◆ Text to read ◆
##############################

The optimization above replaces W2->Server and Server->W3 context switches
with a single W2->W3 context switch, which is a material performance gain.

In addition, when W1 calls mutex::unlock(), the scheduling code determines
that W2 is waiting on the mutex, and thus calls W2::wake() from the context of
running W1 (you asked earlier why do we need "WAKE_ONLY").

There are several other similar "cooperative" worker-to-worker context switches
used in "handcrafted" userspace synchronization primitives, the most obvious
is a producer-consumer queue: the producer (W1) prepares an item or several,
and context-switches to the consumer (W2) for the latter to consume the items.

If the producer has more items to produce, it will call W2::wake() instead of
context-switching into it.

I hope the above discussion explains why worker-to-worker context switches,
as well as workers waking another workers, are useful/needed.

================ worker timeouts

Timeouts now are easy to explain: mutex::lock() and condvar::wait() have
timeouts, so workers waiting on these primitives naturally wait with timeouts;
if sys_umcg_wait() supports worker timeouts, this is it, all is simple; if
it does not, the userspace now has to implement the whole timeout machinery,
in order to wake these sleeping workers when their timeouts expire.

=========== signals and the general approach

My version of the patchset has all of these things working. What it
does not have,
compared to the new approach we are discussing here, is runqueues per server
and proper signal handling (and potential integration with proxy execution).

##############################

Dataset excerpt:
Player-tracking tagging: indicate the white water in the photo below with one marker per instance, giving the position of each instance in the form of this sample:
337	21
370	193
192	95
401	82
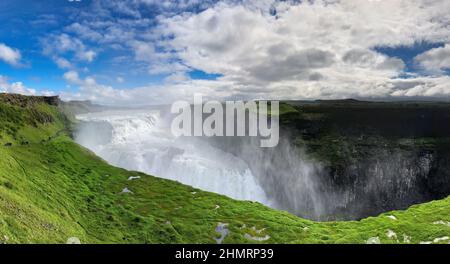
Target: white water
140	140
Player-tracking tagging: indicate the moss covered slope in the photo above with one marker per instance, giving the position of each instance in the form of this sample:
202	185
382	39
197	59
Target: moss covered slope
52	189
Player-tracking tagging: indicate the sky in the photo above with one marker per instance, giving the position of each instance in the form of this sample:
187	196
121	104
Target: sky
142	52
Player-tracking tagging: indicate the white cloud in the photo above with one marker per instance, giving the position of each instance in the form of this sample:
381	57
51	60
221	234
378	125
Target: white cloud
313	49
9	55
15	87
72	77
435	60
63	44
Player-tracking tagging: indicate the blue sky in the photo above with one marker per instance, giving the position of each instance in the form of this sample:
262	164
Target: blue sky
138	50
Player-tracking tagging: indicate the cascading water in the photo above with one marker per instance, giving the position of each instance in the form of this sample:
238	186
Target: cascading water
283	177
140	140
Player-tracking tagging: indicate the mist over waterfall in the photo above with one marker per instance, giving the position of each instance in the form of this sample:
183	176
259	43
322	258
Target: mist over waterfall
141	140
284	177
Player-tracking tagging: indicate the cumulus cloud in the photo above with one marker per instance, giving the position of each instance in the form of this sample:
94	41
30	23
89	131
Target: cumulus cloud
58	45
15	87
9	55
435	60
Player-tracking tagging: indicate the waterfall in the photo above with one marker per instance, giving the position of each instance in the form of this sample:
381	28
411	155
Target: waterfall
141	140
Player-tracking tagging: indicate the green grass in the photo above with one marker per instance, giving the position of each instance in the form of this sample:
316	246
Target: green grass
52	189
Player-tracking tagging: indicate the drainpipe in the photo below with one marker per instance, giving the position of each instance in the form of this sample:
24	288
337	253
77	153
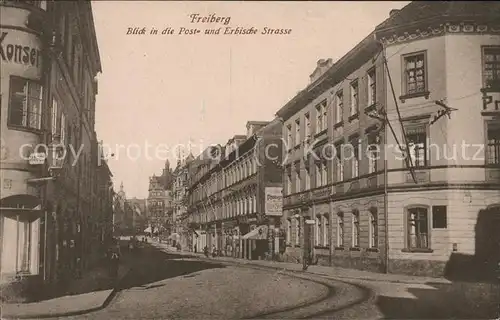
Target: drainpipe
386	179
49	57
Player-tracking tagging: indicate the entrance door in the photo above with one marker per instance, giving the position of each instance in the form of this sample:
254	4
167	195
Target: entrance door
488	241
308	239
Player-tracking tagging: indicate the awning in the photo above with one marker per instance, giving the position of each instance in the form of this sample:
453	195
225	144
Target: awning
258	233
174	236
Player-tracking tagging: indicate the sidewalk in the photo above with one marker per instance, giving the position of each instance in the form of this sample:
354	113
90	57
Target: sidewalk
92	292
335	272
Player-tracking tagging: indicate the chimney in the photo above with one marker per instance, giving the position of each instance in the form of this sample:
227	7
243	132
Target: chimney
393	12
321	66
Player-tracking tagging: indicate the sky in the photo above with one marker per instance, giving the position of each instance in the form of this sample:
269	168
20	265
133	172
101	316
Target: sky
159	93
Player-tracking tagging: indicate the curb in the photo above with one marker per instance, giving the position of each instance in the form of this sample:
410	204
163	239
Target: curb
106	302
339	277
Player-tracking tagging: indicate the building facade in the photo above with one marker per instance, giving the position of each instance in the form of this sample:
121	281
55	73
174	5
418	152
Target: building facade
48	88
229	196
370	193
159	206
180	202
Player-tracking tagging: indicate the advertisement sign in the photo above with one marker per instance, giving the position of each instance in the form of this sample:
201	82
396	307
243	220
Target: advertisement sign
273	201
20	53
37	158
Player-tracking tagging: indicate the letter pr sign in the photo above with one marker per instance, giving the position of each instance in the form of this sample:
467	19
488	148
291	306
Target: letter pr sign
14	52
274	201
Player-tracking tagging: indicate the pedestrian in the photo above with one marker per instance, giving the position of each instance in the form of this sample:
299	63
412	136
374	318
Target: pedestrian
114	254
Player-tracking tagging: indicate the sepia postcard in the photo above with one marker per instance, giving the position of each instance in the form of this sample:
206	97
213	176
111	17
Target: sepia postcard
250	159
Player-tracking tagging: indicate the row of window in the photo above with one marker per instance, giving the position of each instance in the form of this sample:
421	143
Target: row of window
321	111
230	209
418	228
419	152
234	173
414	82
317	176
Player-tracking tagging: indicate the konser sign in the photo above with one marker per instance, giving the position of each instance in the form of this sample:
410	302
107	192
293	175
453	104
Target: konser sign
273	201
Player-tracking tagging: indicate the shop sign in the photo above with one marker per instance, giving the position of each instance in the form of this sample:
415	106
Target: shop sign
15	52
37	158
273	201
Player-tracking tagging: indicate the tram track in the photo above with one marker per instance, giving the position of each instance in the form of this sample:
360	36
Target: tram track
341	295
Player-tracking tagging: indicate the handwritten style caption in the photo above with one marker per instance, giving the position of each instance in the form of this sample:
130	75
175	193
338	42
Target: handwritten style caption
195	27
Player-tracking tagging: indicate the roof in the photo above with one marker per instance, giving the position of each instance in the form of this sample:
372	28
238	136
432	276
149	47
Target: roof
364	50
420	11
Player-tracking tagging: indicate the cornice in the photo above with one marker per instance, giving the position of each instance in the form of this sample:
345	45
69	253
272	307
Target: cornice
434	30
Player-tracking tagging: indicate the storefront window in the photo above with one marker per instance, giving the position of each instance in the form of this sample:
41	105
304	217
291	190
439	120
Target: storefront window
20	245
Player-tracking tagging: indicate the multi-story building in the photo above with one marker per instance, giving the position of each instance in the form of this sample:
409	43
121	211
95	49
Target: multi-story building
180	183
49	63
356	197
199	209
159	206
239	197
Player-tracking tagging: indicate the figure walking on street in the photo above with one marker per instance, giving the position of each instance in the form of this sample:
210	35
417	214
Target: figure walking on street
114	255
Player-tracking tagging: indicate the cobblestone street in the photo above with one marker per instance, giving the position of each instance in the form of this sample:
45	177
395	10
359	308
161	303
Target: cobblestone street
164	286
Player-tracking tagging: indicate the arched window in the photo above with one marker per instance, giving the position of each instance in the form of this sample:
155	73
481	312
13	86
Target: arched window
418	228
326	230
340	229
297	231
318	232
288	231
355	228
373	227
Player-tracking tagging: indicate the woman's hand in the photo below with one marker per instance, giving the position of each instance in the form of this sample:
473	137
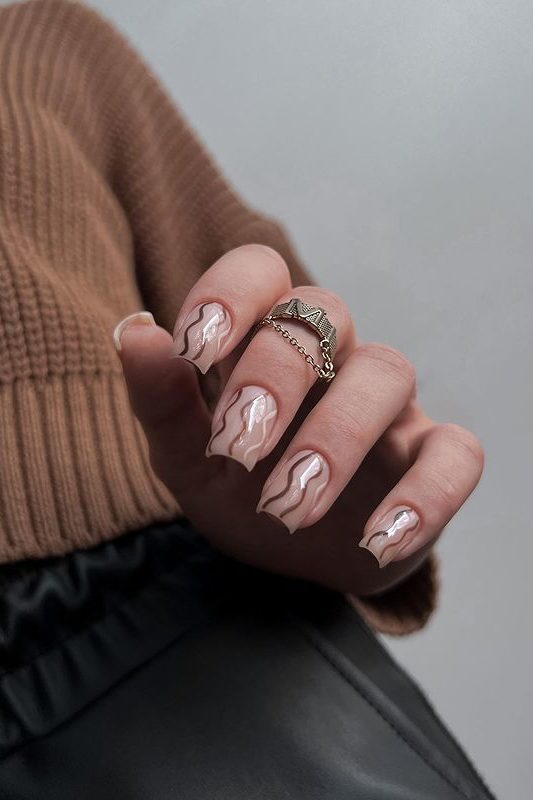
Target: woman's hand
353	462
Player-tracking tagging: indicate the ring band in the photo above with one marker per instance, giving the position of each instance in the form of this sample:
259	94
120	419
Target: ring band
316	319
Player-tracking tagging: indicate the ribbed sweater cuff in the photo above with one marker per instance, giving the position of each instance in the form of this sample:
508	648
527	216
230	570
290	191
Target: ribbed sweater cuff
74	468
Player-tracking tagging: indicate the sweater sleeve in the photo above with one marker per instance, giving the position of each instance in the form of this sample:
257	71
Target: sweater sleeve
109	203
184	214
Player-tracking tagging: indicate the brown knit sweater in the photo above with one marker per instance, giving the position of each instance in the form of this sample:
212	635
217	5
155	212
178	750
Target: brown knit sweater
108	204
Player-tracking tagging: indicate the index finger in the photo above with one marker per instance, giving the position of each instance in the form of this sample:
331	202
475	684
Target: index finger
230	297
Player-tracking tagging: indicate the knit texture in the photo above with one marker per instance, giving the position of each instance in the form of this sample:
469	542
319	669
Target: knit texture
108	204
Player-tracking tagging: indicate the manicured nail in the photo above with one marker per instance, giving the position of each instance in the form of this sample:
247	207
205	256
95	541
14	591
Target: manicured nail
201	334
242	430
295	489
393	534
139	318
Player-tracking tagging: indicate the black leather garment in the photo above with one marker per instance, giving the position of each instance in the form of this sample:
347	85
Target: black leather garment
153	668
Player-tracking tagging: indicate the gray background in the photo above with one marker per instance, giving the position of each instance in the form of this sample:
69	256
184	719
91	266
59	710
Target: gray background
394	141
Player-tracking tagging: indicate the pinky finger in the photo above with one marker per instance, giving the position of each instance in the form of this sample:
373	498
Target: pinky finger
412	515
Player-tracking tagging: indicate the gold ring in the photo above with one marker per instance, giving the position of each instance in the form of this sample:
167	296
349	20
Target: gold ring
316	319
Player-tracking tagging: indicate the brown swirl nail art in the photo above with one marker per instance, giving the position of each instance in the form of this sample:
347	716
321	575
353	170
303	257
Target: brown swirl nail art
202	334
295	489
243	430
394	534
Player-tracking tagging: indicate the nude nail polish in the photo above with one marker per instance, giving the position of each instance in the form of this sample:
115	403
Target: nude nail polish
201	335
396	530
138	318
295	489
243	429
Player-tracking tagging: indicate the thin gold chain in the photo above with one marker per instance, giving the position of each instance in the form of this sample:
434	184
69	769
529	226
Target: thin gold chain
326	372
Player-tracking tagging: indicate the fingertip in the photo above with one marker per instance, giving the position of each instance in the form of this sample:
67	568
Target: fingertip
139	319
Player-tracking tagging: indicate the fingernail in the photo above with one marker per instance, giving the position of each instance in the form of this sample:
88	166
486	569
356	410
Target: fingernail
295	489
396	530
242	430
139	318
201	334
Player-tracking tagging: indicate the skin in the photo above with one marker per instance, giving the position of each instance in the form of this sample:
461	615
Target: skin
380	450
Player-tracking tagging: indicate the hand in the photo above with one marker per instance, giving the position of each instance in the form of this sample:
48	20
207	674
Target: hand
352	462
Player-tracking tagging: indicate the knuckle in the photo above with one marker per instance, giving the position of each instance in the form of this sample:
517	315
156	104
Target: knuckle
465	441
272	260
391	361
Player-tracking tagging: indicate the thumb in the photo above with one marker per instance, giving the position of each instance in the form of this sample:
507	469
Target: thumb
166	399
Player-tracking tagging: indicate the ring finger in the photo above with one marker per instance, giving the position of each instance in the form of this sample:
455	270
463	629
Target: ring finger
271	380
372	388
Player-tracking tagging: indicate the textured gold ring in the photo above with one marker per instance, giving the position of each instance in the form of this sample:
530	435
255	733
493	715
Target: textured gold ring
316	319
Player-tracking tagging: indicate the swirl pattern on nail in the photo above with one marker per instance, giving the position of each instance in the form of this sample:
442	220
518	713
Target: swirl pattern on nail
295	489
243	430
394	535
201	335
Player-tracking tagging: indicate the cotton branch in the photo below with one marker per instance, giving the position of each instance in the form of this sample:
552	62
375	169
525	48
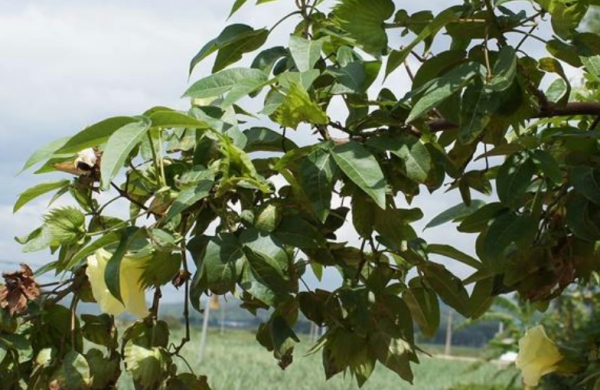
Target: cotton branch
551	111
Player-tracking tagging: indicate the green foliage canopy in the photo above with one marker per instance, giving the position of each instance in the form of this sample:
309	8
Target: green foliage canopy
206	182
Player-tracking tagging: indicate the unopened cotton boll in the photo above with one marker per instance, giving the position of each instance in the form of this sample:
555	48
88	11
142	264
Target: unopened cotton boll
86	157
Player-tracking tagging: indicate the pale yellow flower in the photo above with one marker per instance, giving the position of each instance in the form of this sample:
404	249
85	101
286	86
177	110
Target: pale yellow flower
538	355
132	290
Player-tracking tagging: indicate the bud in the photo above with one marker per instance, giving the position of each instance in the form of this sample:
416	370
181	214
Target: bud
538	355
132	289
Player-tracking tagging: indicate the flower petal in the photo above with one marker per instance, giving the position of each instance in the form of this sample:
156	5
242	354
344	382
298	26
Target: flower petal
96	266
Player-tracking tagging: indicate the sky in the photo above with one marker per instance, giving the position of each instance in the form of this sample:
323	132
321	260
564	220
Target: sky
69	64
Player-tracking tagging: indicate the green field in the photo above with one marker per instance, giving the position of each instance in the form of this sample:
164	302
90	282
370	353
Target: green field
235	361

##############################

◆ Directive A ◆
In the discussion of worker context switches, what single context switch replaces the W2->Server and Server->W3 switches?
◆ Directive B ◆
Which function or method calls, written with parentheses, appear in the discussion of worker context switches? List every one.
◆ Directive C ◆
Can you carry the discussion of worker context switches forward from its last sentence?
These records were drawn from a separate source.

◆ Task output A ◆
A single W2->W3 context switch.

◆ Task output B ◆
mutex::unlock(), W2::wake(), mutex::lock(), condvar::wait(), sys_umcg_wait()

◆ Task output C ◆
Runqueues per server, in the LAZY mode, are easy to emulate in my patchset:
nothing prevents the userspace to partition workers among servers, and have
servers that "own" their workers to be pointed at by idle_server_tid_ptr.

The only thing that is missing is proper treating of signals. But my patchset
does ensure a single running worker per server, had pagefaults and preemptions
sorted out, etc. Basically, everything works except signals. This patchet
has issues with pagefaults, worker timeouts, worker-to-worker context
switches (do workers move runqueues when they context switch?), etc.

And my patchset now actually looks smaller and simpler, on the kernel side,
that what this patchset is shaping up to be.

What if I fix signals in my patchset? I think the way you deal with signals
will work in my approach equally well; I'll also use umcg_kick() to preempt
workers instead of sending them a signal.

What do you think? If signals work in my patchset, why this new approach has
that my version does not?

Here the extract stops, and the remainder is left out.